**Written instruction**
Rescale everything from the line containing "Where can the striped" through the line containing "point(593, 332)", writing out every line in full and multiplying each coordinate in the answer points by 0.3, rounded to whole numbers with halves rounded up. Leave all other text unchanged, including the sample point in each item's wording.
BEGIN Data shown
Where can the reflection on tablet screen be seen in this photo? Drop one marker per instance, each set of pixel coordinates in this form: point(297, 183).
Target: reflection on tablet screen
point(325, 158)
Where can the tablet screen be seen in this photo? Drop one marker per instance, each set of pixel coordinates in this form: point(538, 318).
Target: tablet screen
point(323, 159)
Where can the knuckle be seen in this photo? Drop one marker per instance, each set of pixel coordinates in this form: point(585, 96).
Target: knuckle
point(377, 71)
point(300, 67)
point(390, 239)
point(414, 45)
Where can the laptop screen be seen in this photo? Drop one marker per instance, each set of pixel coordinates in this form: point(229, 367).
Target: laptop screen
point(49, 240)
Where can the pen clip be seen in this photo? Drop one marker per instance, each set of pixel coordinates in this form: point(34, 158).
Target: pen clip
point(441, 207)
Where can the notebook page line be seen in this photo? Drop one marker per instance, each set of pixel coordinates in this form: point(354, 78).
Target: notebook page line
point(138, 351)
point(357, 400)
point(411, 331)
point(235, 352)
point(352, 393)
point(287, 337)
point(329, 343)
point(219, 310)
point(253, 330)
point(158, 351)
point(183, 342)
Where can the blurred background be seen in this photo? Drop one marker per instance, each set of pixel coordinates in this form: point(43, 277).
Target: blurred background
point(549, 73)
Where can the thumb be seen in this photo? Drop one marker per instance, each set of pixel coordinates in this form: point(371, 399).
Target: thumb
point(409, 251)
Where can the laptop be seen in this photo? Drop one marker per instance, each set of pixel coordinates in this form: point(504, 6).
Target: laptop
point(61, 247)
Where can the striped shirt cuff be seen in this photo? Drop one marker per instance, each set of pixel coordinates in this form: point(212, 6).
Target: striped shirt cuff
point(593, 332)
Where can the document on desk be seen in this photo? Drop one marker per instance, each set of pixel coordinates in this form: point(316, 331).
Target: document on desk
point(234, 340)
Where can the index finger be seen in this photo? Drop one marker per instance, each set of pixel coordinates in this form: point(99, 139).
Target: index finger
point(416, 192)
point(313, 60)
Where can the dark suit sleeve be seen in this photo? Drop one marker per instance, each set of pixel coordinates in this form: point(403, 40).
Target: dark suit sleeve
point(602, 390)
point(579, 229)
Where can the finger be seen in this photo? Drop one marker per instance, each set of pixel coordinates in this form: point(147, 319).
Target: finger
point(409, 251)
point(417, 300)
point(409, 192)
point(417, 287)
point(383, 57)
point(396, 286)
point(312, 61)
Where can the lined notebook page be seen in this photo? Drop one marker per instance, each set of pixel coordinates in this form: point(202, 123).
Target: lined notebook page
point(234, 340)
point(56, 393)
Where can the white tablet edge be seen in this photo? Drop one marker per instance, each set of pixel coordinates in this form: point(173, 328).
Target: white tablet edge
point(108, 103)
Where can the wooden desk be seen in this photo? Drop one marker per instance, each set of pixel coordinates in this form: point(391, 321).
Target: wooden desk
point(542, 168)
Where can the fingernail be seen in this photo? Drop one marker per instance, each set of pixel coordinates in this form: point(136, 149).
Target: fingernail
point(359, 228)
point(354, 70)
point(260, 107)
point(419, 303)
END Data shown
**Response for this exercise**
Where can the striped shirt cuff be seen in this photo? Drop one marker per instance, each set of pixel coordinates in this form: point(212, 6).
Target: striped shirt cuff
point(178, 100)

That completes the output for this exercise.